Copy out the lines starting at the one containing "In the photo above, where can the background" and ending at the one containing "In the photo above, where can the elephant's neck", swapping "canopy" for "leaves" and leaving everything else the same.

Start of The records

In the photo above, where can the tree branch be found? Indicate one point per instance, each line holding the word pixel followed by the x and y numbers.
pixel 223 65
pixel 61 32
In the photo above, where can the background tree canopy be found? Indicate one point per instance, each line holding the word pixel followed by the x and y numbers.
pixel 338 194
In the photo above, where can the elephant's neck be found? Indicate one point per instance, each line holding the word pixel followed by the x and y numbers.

End of The records
Start of The records

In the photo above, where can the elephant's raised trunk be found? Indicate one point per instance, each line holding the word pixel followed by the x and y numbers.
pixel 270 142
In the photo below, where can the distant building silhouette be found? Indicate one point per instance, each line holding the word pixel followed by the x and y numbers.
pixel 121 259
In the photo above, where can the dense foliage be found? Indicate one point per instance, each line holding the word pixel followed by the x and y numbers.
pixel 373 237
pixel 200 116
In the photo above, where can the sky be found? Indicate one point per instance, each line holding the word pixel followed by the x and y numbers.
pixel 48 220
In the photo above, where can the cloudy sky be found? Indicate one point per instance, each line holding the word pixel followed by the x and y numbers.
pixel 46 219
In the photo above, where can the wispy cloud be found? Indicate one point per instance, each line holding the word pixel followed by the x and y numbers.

End of The records

• Task solution:
In the photo above, where can the background tree leaves be found? Indicate one point per instance, each line holding the word pixel followed by the x and y numbers.
pixel 338 194
In the photo above, where can the elephant's neck be found? Indicate one point per instance, each line holding the word pixel followed by the x and y numbers.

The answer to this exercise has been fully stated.